#### Alıntılanan Metin
################
Hz. Hüseyin ile aile fertlerinin 10 Muharrem 61’de (10 Ekim 680) Kerbelâ’da şehid edilmesi üzerine muharrem ayı başka bir anlam kazanmış, Şîa için bu tarih Hz. Hüseyin’in intikamını alma ahdinin tazelendiği bir matem günü olmuştur. Özellikle İran’da 10 Muharrem’de “tâziye” adı verilen törenlerin düzenlenmesi, yas merasimlerinde ağıtların söylenmesi ve maktel-i Hüseyin türü eserlerin okunması gelenek halini almıştır. Muharrem ayındaki matem âyinlerinin en meşhuru âyîn-i sükvârîdir. Şiîlik’te büyük önem taşıyan bu âyin Büveyhîler döneminde resmî bir hüviyet kazanmıştır. Muizzüddevle, 352 (963) yılında muharrem ayının ilk on gününü Hz. Hüseyin’in Kerbelâ’daki şehâdeti için matem zamanı olarak ilân etmiş, Şiîler’in bu günlerde toplu olarak ağlayıp yas tutma, zincirlerle kendilerini dövme şeklindeki matem törenleri bugüne kadar devam etmiştir. (İslam Ansiklopedisi Muharrem Mad.)
Bu ayda olan ve olmayanları merhum Faruk Beşer Hoca şu şekilde özetlemiştir:
Önce olanlar
Muharrem Ayı Haram aylardan biridir. Haram olması, muhterem/değerli ve saygın olması, bu sebeple de onda savaşın yasak olması demektir.
“Ramazan orucundan sonra en faziletli oruç, Allah'ın ayı olan Muharrem'de tutulan oruçtur”. Bazılarına göre bu ifade ayın tamamına da delalet edebilir, bazılar da bundan sadece dokuz, on ve on birinci günleri anlamışlardır. Çünkü Hz. Peygamber bu ayın tamamını hiç oruçlu geçirmemiştir.
Demek ki, 'Allah'ın Ayı' ifadesi de Recep için değil Muharrem için söylenmiştir. Sadece onuncu günü değil, dokuzu ve onu, ya da dokuzu onu ve on biri yahut onu ve on biri günleri oruç tutmak sünnettir.
################
[Bir veri kümesinden alınan kayıtlar]
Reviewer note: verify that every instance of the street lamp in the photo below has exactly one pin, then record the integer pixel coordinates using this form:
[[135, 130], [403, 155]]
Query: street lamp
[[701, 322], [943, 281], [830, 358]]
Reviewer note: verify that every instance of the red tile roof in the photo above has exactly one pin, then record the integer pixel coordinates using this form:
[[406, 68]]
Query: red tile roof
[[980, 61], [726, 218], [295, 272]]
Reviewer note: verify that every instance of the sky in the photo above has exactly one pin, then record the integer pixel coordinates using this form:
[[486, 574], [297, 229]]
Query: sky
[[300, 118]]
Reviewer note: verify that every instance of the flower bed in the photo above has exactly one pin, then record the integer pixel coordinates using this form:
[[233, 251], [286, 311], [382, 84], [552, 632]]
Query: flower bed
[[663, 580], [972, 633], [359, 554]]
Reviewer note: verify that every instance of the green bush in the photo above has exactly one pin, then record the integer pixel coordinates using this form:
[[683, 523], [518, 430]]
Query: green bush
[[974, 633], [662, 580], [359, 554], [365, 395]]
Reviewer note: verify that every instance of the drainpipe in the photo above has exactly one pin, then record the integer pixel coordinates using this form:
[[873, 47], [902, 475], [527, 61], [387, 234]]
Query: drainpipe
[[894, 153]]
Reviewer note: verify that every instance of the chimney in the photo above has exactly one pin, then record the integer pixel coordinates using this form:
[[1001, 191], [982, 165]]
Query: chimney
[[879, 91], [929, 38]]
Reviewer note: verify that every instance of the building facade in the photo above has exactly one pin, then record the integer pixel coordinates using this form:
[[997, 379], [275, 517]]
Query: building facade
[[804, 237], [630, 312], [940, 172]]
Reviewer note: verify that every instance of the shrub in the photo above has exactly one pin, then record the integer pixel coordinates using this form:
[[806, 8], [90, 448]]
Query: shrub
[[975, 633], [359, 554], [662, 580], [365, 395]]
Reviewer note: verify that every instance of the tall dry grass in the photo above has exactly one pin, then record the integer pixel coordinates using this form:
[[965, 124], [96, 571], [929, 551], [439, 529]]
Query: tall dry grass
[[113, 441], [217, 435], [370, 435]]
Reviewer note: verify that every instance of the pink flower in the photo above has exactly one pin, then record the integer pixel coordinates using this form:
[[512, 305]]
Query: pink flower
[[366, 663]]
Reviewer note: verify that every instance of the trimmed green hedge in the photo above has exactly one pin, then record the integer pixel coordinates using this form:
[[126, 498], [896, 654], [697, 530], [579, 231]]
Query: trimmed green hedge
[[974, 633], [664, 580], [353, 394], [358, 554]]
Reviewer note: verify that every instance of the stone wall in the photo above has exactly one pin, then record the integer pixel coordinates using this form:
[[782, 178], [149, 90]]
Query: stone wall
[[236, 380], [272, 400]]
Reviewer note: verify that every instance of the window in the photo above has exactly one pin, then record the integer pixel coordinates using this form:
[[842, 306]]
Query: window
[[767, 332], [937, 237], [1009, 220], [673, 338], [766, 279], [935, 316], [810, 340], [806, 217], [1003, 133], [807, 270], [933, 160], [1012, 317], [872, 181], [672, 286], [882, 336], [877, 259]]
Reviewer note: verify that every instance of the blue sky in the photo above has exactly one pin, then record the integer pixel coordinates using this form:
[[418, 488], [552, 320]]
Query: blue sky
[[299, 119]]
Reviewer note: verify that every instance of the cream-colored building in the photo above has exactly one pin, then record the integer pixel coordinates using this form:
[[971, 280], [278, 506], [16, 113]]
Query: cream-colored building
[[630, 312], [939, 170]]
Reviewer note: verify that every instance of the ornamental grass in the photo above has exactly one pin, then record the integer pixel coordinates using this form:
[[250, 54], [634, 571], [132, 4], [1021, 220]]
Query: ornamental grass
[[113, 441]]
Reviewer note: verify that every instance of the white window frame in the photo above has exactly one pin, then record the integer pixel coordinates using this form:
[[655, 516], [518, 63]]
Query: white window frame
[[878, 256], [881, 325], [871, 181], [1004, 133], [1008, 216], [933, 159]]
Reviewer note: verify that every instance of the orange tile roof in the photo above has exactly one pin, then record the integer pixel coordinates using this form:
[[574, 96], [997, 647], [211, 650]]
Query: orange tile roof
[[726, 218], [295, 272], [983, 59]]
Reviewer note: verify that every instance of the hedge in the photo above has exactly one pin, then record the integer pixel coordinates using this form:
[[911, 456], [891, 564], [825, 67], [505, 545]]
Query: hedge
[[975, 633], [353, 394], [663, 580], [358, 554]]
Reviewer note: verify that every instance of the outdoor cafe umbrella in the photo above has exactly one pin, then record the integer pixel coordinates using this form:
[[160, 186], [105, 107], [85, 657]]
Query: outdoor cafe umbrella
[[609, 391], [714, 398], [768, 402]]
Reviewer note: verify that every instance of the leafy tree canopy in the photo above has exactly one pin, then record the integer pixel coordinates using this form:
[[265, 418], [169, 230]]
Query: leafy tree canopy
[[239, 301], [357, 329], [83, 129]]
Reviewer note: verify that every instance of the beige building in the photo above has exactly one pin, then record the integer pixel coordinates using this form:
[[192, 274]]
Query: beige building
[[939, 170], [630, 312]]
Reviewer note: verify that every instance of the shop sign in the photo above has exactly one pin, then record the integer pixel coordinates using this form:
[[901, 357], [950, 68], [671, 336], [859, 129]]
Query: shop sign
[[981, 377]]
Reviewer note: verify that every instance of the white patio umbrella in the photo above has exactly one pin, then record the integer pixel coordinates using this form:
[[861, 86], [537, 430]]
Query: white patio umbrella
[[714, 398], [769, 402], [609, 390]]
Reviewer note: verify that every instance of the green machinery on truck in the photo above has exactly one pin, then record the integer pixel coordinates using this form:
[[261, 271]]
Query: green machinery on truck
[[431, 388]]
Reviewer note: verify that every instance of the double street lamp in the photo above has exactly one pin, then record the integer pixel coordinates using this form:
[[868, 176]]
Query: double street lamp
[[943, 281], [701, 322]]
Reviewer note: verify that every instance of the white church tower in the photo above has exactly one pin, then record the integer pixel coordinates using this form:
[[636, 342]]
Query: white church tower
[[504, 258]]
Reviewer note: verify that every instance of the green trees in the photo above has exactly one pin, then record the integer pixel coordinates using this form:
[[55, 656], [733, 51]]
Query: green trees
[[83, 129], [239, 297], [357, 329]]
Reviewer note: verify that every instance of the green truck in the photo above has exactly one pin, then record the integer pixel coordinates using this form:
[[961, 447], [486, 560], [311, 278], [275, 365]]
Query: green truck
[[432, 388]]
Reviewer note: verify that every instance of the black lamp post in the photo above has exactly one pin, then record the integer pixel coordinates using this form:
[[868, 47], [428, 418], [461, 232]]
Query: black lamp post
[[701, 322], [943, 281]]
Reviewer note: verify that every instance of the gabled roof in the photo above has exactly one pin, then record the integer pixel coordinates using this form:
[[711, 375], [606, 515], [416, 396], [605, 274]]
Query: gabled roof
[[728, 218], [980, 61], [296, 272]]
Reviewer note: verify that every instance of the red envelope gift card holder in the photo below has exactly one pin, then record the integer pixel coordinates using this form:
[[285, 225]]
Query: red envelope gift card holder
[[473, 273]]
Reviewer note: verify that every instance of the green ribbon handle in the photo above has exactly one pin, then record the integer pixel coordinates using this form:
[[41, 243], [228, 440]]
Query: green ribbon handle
################
#### Görev Listesi
a) Muharrem ayıyla ilgili metne göre şu soruları cevaplayın:
(i) Hz. Hüseyin ile aile fertleri hangi tarihte ve nerede şehid edilmiştir?
(ii) Muizzüddevle, muharrem ayının ilk on gününü hangi yılda matem zamanı olarak ilan etmiştir?
(iii) Muharrem ayının haram olması ne anlama gelir?
b) Kayıtlarda "Reviewer note: verify that every instance of the chimney" ifadesini içeren satırdan "[[804, 237], [630, 312], [940, 172]]" ifadesini içeren satıra kadar olan satırları, her iki uç dahil, "building facade" yerine "house front" koyarak düzenleyin. Geri kalan her şeyi değiştirmeden yalnızca bu satırları verin.
Bu kayıtların metinle hiçbir ilgisi yoktur.

#### Görevlere Göre Cevaplar
a)
(i) 10 Muharrem 61'de (10 Ekim 680) Kerbelâ'da.
(ii) 352 (963) yılında.
(iii) Ayın muhterem/değerli ve saygın olması, bu sebeple de bu ayda savaşın yasak olması anlamına gelir.

b)
Reviewer note: verify that every instance of the chimney in the photo above has exactly one pin, then record the integer pixel coordinates using this form:
[[1001, 191], [982, 165]]
Query: chimney
[[879, 91], [929, 38]]
Reviewer note: verify that every instance of the house front in the photo above has exactly one pin, then record the integer pixel coordinates using this form:
[[997, 379], [275, 517]]
Query: house front
[[804, 237], [630, 312], [940, 172]]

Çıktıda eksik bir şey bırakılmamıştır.